[Task details] Print the listing in its entirety and exactly, leaving out images.

Segment Start: Provided data

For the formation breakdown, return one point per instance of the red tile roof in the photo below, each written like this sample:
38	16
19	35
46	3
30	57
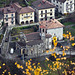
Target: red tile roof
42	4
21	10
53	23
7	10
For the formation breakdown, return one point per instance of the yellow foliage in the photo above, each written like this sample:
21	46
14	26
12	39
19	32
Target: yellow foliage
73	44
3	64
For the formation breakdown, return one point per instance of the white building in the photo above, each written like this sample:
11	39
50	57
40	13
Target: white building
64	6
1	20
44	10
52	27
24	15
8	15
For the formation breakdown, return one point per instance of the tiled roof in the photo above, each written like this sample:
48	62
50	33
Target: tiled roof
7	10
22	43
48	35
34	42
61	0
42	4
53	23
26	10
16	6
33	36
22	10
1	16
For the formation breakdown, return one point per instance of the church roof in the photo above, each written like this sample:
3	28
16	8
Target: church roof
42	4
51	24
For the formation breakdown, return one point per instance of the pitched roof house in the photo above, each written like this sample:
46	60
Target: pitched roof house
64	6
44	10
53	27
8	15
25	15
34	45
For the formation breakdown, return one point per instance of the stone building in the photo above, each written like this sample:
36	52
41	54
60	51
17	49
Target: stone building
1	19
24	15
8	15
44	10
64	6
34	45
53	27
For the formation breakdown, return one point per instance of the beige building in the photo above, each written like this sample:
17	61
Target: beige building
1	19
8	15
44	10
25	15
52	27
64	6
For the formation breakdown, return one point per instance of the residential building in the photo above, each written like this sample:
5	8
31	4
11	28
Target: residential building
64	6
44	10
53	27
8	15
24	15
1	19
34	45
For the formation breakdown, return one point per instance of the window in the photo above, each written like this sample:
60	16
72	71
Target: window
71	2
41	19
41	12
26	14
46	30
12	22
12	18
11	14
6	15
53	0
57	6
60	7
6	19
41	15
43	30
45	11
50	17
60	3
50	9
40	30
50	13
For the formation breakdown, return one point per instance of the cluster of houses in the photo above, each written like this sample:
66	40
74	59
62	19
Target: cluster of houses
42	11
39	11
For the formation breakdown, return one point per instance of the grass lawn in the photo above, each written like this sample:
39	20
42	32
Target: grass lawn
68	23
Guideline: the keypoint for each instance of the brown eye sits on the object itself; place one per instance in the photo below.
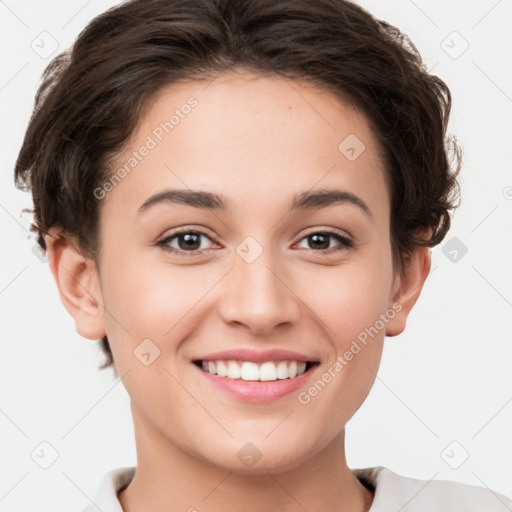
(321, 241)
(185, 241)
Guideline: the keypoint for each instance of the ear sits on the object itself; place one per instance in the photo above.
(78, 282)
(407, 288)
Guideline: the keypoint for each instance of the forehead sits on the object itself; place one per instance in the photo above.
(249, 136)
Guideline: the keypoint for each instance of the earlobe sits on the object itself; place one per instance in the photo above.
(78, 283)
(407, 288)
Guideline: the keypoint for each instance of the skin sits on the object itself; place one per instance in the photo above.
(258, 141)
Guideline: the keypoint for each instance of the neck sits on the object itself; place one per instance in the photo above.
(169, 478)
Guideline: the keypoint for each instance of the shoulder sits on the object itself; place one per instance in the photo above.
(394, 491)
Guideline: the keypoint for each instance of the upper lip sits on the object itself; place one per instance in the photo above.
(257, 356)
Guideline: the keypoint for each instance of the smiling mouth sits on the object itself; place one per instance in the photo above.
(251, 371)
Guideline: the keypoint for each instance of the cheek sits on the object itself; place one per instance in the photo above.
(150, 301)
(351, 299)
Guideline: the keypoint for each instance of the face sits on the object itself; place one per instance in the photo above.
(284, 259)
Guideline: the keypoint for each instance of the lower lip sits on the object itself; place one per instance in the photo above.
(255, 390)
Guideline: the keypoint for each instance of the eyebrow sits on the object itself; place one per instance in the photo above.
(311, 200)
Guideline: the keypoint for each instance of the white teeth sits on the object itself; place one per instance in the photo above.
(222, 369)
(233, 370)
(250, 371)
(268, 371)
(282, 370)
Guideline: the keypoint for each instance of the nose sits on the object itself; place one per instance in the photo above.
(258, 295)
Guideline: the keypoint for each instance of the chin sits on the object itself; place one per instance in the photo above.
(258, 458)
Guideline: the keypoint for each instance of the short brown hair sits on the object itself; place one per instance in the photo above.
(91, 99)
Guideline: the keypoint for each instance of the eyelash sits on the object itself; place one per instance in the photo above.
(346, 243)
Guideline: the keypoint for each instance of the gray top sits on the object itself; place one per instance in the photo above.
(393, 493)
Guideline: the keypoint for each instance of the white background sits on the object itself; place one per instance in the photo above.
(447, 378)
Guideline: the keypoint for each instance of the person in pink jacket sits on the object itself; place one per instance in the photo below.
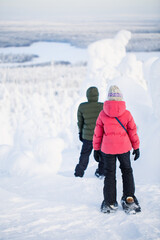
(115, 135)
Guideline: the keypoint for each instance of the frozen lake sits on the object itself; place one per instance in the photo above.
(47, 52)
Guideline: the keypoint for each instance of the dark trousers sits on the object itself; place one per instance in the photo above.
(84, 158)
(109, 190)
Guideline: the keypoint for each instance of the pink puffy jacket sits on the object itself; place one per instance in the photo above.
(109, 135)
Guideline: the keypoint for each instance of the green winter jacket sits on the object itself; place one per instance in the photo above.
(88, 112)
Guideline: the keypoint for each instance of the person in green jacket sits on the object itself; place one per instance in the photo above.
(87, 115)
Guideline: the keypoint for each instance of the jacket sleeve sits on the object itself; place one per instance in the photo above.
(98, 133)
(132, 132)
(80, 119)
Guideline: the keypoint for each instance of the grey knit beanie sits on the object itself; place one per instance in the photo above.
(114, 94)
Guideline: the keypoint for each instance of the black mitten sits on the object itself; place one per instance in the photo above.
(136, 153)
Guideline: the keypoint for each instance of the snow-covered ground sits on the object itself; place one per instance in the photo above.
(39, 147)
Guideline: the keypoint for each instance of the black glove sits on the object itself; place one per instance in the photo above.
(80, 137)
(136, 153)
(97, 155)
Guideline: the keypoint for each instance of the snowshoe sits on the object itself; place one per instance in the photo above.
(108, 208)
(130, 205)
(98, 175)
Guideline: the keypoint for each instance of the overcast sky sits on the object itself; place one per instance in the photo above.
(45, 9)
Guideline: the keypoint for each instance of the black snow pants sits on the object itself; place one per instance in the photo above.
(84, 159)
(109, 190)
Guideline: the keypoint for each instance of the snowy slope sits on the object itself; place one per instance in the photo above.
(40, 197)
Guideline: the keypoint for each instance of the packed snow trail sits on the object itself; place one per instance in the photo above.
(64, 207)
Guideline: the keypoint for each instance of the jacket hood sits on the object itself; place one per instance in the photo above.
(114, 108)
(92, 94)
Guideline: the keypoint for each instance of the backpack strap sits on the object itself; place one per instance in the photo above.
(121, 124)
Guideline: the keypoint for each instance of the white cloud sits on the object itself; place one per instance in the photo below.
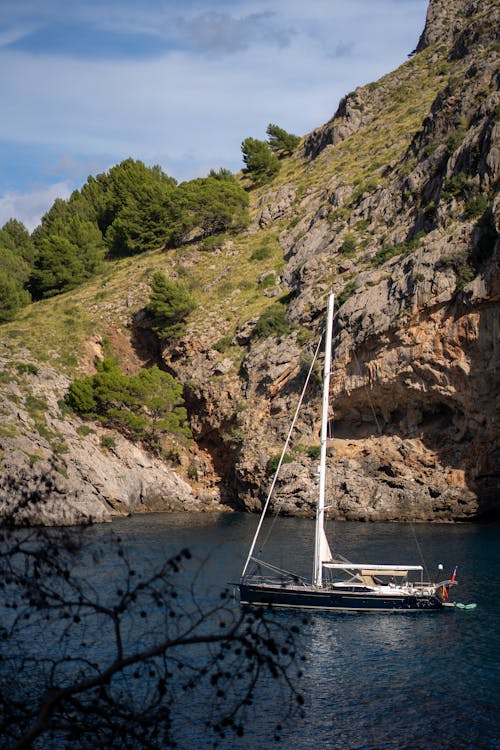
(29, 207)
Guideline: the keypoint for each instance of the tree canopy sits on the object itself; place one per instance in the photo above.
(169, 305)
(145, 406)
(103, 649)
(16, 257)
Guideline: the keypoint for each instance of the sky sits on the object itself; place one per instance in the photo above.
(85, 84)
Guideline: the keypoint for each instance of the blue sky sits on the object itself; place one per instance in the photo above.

Segment End: Provided data

[Solution]
For the formation breakdown, return one point per instance of the red tile roof in the photo below, each written like this sample:
38	16
19	35
46	3
30	57
Target: red tile roof
42	4
21	10
53	23
7	10
For the formation breakdown, return one point per instance of the yellow foliage in the photo above, each written like this sample:
21	46
14	26
12	39
19	32
Target: yellow foliage
73	44
3	64
For the formation breakdown, return one point per instance of the white building in the photo above, each written like this sample:
11	39
50	57
40	13
Target: white building
64	6
1	20
44	10
52	27
24	15
8	15
For the formation breakdown, return one point per instance of the tiled roof in the photo above, each written like this sample:
48	62
50	33
Target: tiled roof
7	10
22	43
48	35
34	42
61	0
42	4
53	23
26	10
16	6
33	36
22	10
1	16
For the formation breakdown, return one point per instance of the church roof in the photo above, each written like this sample:
3	28
16	8
Target: church roof
42	4
51	24
For the formation breakdown, return one point per instance of the pitched roof house in the photo above, each written like this sample:
46	60
Target: pitched roof house
64	6
44	10
53	27
8	15
25	15
34	45
For the formation breakdown, return one point per instance of the stone building in the photo above, each written like this sample:
36	52
41	54
60	51
17	49
Target: stone building
1	19
24	15
8	15
44	10
64	6
34	45
53	27
For the formation breakdown, return one point per instance of the beige building in the photo above, each written like this sample:
17	61
Target: beige building
1	19
8	15
44	10
25	15
52	27
64	6
For the formation breakdown, return one point per instance of the residential building in the photo above, each written like this sample:
5	8
31	4
11	28
Target: residential building
64	6
44	10
53	27
8	15
24	15
1	19
34	45
For the formation breakdown, return one point per instance of the window in the photo above, each written like this sample:
60	16
72	71
Target: window
71	2
41	19
41	12
26	14
46	30
12	22
12	18
11	14
6	15
53	0
57	6
60	7
6	19
41	15
43	30
45	11
50	17
60	3
50	9
40	30
50	13
For the formation breakdown, return one point per instance of the cluster of houses in the photo above, each written like this sample:
66	40
74	59
62	19
Target: cluster of houses
42	11
39	11
For the formation breakdown, return one point per instance of the grass lawn in the photo above, each written like this sample:
39	20
42	32
Target: grass lawn
68	23
Guideline: the keypoint for each instance of the brown eye sits on the object itself; place one per instance in the photo below.
(321, 241)
(185, 241)
Guideline: the keypoint for each instance of the ear sits on the object itself; place one per instance in the photo above.
(78, 282)
(407, 288)
Guideline: the keypoint for each instance of the forehead sits on the object itself; place one per instance in the photo above.
(249, 136)
Guideline: the keypoint for each instance of the earlobe sits on the object itself; place one per instance in the photo above.
(78, 283)
(407, 288)
Guideline: the keypoint for each instance of the skin sits on the object itself; place one per instance in the photo above.
(258, 141)
Guideline: the keypoint for each instance of the neck sits on the object itself; place one per instance in the photo above.
(169, 478)
Guideline: the keypoint for each instance of the shoulder sits on the object itself; place one per instance in the photo above.
(394, 491)
Guideline: the keypoint for each instance of the upper lip sits on the object itself; place one per instance in the photo above.
(257, 356)
Guideline: the keypoint for each instance of the smiling mouth sits on the object itself; place one per instance in the photo above.
(251, 371)
Guideline: the keypoint for each instance of the cheek sits on the object itself; place one per instance in the photo above.
(150, 301)
(351, 299)
Guideline: the keypoint for each instance of the face sits on the object itself; place one per instance in the photo above.
(284, 259)
Guideline: the keypoint for each instance of the lower lip sits on the object itself; place one per instance in the photo above.
(255, 390)
Guideline: the keypoint for each instance of the eyebrow sits on the object itself; place one per instance in the photo above.
(311, 200)
Guideline: the keypoint for each instance of the white teeth sits on the object itself; place one per instance in the photo above.
(222, 369)
(233, 370)
(250, 371)
(268, 371)
(282, 370)
Guideline: the keypoint for each instance of the nose sits on the object itself; place one per instance in the photo above.
(258, 295)
Guideline: the keypoint for each instance of the chin sits on the object itself; place one per instance in the photo above.
(258, 458)
Guideline: the keypoint for each instance of the short brown hair sits on the object itself; place one per instance in the photo above.
(91, 99)
Guideline: the keypoint for each instance of the eyelash sits on the object itself; place one per instance in the photo above.
(346, 243)
Guideline: the keypoint for each instance of the gray top sits on the object itself; place one per instance in the photo above.
(393, 493)
Guideline: the keypoint for each instance of the white background sits on the object itself; place one per instance in the photo above.
(447, 378)
Guideline: the keypoint for each instance of the person in pink jacket sits on the object itself; place one per instance in the photo below.
(115, 135)
Guideline: the keypoint for each instance of the frozen lake sits on the object itself; place one per instance in the photo above.
(47, 52)
Guideline: the keypoint for each instance of the dark trousers sits on the object itself; place one per instance in the photo above.
(84, 158)
(109, 190)
Guideline: the keypoint for each instance of the pink puffy jacket sits on the object itself; place one per instance in the photo above.
(109, 135)
Guideline: the keypoint for each instance of the green winter jacket sits on the object itself; place one per instance in the photo above.
(88, 112)
Guideline: the keypoint for each instance of the person in green jacket sits on the object itself; place one per instance in the photo above.
(87, 115)
Guideline: the keypoint for each instance of the jacket sleeve sits on the object itself; place one per instance in the photo above.
(98, 133)
(132, 132)
(80, 119)
Guideline: the keypoint for each instance of the grey knit beanie sits on the object itself; place one per instance in the photo above.
(114, 94)
Guideline: the keypoint for each instance of the black mitten sits on the object itself; place one per instance in the photo above.
(136, 153)
Guideline: the keypoint for each instance of the snow-covered ground sits on the object itself; place one per instance in the photo above.
(39, 147)
Guideline: the keypoint for each instance of the black glove sits on the object itself; place one per instance in the photo above.
(80, 137)
(136, 153)
(97, 155)
Guideline: the keypoint for each instance of the snowshoe sits on the object itself; place one per instance in the photo above.
(108, 208)
(130, 205)
(98, 175)
Guideline: the keypoint for each instance of the overcast sky sits on the object itself; place one per instance in the photo above.
(45, 9)
Guideline: the keypoint for each instance of the black snow pants sits on the object itself; place one per instance in the photo above.
(84, 159)
(109, 190)
Guideline: the keypoint for each instance of the snowy slope sits on the object itself; place one per instance in the photo above.
(40, 197)
Guideline: the keypoint for each instance of the packed snow trail sits on the object itself; place one per instance in the photo above.
(64, 207)
Guideline: the keypoint for each instance of the jacket hood sits on the object itself; place one per instance in the photo above.
(114, 108)
(92, 94)
Guideline: the keypoint for each instance of the backpack strap sits on the object itself; place one per instance in the photo above.
(121, 124)
Guideline: the keypoint for each instance of the white cloud sits on the object itself; place one per instance in the photo below.
(29, 207)
Guideline: the keypoint for each instance of the tree canopy sits on the object itself; place one per instance in the photo above.
(169, 305)
(145, 406)
(103, 649)
(16, 257)
Guideline: the keypoint for each instance of the sky sits on the object itself; place one per instance in the photo above.
(85, 84)
Guideline: the keypoint for each instance of the blue sky sits on the object itself; place one per instance in the photo above.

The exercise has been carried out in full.